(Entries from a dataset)
__________________________________________________
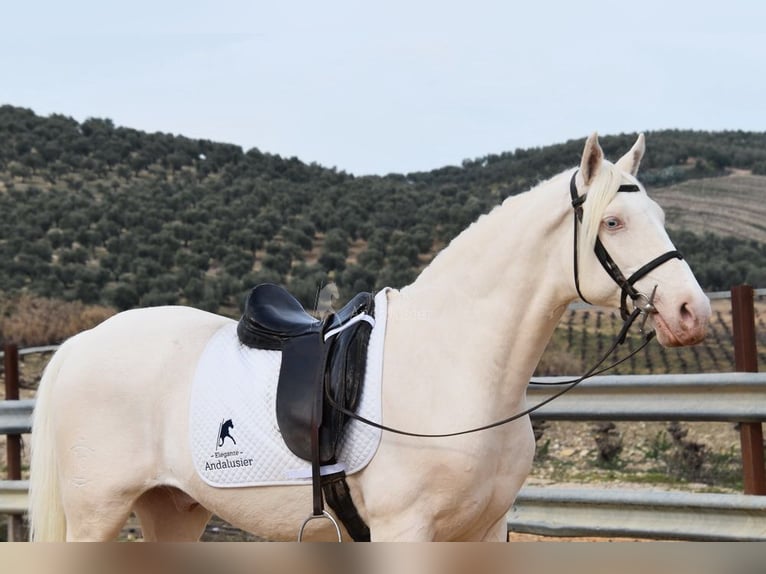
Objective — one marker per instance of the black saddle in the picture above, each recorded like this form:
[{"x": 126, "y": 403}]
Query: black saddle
[
  {"x": 320, "y": 359},
  {"x": 311, "y": 366}
]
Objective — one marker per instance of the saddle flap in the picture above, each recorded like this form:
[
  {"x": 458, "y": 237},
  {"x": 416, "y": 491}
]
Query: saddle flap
[{"x": 311, "y": 365}]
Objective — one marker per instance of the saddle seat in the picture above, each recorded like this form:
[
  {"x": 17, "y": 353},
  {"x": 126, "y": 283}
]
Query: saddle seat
[{"x": 273, "y": 316}]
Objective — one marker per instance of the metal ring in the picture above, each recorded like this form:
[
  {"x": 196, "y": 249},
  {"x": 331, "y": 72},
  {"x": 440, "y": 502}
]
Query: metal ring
[{"x": 324, "y": 515}]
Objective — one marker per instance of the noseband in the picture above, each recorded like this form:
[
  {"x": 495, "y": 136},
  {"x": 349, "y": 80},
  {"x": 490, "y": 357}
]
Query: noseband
[{"x": 641, "y": 302}]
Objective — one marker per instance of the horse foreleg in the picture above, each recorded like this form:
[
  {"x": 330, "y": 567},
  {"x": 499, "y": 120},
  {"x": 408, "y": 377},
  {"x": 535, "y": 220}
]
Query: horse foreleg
[
  {"x": 498, "y": 532},
  {"x": 170, "y": 515}
]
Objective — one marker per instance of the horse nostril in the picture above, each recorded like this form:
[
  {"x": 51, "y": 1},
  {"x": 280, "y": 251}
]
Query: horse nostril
[{"x": 687, "y": 315}]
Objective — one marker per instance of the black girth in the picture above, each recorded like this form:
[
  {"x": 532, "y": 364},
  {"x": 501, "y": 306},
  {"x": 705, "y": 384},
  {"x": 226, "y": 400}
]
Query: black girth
[{"x": 639, "y": 299}]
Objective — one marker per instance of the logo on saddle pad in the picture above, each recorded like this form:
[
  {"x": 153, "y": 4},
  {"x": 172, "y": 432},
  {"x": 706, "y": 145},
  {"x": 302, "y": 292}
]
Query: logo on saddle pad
[
  {"x": 226, "y": 459},
  {"x": 223, "y": 432}
]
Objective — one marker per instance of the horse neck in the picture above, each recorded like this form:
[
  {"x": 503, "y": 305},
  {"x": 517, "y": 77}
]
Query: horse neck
[{"x": 496, "y": 293}]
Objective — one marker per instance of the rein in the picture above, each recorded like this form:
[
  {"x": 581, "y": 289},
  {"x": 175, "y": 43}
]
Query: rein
[{"x": 642, "y": 305}]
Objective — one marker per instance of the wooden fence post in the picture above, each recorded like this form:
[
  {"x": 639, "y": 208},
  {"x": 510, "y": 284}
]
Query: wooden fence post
[
  {"x": 746, "y": 360},
  {"x": 13, "y": 441}
]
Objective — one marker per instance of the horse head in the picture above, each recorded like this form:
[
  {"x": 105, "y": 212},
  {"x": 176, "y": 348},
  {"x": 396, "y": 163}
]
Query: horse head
[{"x": 644, "y": 263}]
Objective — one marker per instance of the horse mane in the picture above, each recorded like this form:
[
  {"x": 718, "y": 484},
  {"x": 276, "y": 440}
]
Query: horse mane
[{"x": 601, "y": 192}]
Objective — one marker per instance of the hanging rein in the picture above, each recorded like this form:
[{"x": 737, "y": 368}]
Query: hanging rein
[{"x": 642, "y": 305}]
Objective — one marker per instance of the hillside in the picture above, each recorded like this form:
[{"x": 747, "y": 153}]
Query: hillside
[
  {"x": 731, "y": 205},
  {"x": 103, "y": 214}
]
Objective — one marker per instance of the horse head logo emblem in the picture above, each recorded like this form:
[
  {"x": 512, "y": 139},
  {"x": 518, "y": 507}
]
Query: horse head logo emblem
[{"x": 224, "y": 432}]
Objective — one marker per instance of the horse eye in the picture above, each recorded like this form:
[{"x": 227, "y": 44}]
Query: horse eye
[{"x": 612, "y": 223}]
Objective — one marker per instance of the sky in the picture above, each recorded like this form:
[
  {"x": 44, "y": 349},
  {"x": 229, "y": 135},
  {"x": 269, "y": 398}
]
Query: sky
[{"x": 389, "y": 86}]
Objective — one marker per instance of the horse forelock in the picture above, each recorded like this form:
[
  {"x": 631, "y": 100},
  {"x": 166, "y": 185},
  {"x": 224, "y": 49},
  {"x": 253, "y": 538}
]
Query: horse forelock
[{"x": 601, "y": 192}]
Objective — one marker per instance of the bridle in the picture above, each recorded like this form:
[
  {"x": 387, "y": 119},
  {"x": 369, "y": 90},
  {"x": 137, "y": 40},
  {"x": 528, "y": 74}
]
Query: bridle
[
  {"x": 642, "y": 305},
  {"x": 640, "y": 300}
]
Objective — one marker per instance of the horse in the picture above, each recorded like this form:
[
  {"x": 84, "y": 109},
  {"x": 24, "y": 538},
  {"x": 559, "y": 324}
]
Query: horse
[
  {"x": 111, "y": 414},
  {"x": 224, "y": 433}
]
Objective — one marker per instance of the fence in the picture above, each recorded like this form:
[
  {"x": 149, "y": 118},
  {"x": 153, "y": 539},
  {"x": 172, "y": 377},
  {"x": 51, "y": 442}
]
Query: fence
[{"x": 738, "y": 397}]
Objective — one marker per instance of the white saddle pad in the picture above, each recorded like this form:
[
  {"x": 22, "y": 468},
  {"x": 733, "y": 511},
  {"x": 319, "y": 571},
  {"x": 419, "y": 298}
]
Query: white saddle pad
[{"x": 235, "y": 439}]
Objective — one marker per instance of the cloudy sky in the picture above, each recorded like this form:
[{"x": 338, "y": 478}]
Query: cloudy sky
[{"x": 389, "y": 86}]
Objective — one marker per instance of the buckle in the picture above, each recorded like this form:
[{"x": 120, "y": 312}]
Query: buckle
[{"x": 646, "y": 307}]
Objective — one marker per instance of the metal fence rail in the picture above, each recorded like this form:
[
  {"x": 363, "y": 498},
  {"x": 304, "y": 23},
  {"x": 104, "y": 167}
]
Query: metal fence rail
[
  {"x": 639, "y": 514},
  {"x": 715, "y": 397}
]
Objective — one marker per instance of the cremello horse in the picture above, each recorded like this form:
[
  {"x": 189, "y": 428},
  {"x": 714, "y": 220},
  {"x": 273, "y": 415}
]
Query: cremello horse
[{"x": 110, "y": 427}]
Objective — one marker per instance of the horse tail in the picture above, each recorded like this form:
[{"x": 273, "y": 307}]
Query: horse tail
[{"x": 47, "y": 522}]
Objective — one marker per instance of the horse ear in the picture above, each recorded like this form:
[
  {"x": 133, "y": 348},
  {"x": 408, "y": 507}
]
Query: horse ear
[
  {"x": 592, "y": 156},
  {"x": 630, "y": 161}
]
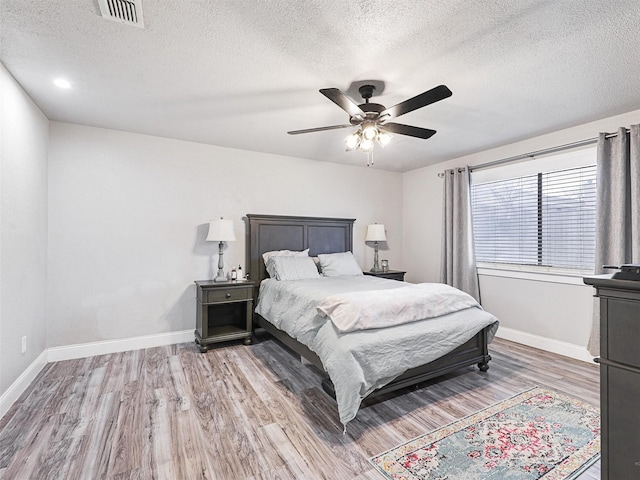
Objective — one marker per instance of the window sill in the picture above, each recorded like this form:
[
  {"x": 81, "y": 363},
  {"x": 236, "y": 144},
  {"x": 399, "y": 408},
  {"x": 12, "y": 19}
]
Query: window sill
[{"x": 533, "y": 273}]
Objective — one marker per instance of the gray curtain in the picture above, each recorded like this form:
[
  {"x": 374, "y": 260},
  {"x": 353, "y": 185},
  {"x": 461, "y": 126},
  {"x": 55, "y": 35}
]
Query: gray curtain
[
  {"x": 458, "y": 267},
  {"x": 617, "y": 208}
]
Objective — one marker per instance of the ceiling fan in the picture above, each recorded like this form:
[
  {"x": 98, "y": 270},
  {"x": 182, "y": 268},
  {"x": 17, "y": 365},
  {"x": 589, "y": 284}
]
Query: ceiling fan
[{"x": 373, "y": 118}]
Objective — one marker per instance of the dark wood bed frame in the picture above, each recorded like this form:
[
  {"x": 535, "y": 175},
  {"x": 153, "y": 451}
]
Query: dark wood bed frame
[{"x": 266, "y": 233}]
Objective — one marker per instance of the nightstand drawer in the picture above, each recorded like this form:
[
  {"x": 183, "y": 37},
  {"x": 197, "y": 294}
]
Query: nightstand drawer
[
  {"x": 389, "y": 274},
  {"x": 230, "y": 294}
]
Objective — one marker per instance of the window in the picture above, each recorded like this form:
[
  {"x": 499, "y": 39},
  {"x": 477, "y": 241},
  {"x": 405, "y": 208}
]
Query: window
[{"x": 545, "y": 219}]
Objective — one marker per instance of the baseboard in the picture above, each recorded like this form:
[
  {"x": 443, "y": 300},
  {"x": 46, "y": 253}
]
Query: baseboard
[
  {"x": 83, "y": 350},
  {"x": 17, "y": 388},
  {"x": 70, "y": 352},
  {"x": 549, "y": 344}
]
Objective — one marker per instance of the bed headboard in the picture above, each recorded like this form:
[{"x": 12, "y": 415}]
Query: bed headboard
[{"x": 266, "y": 233}]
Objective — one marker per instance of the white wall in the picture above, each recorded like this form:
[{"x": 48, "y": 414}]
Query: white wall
[
  {"x": 551, "y": 315},
  {"x": 128, "y": 218},
  {"x": 23, "y": 229}
]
__________________________________________________
■ **Written instruction**: Give again, word for word, every line from the one holding "Objective — one marker per instance of the dark" to the end of the data.

■ **Written answer**:
Objective — one marker per instance of the dark wood bed frame in the picture above, each recorded like this form:
[
  {"x": 535, "y": 175},
  {"x": 153, "y": 451}
]
Query: dark wood bed frame
[{"x": 266, "y": 233}]
Objective — one marker per instance of the nightstand drawer in the picture above, each recorded like this form:
[
  {"x": 183, "y": 37},
  {"x": 197, "y": 294}
]
Query: nightstand drawer
[
  {"x": 389, "y": 274},
  {"x": 230, "y": 294}
]
Objective — one marker per instance of the window in the picture above, each recorded like this form:
[
  {"x": 499, "y": 39},
  {"x": 477, "y": 241},
  {"x": 405, "y": 208}
]
Query: window
[{"x": 545, "y": 219}]
Objective — one marker per instance of the baseboard in the picture above, each recorded like this form:
[
  {"x": 443, "y": 300},
  {"x": 46, "y": 253}
]
Query: baseboard
[
  {"x": 83, "y": 350},
  {"x": 17, "y": 388},
  {"x": 70, "y": 352},
  {"x": 549, "y": 344}
]
Objective — one marker per instance of the bed headboard in the picture above, each recorded like this form:
[{"x": 12, "y": 415}]
Query: bed headboard
[{"x": 266, "y": 233}]
Objective — one marker per instance of the white wall in the picture above, each recorded like this form:
[{"x": 48, "y": 414}]
Query: white wall
[
  {"x": 551, "y": 315},
  {"x": 128, "y": 218},
  {"x": 23, "y": 229}
]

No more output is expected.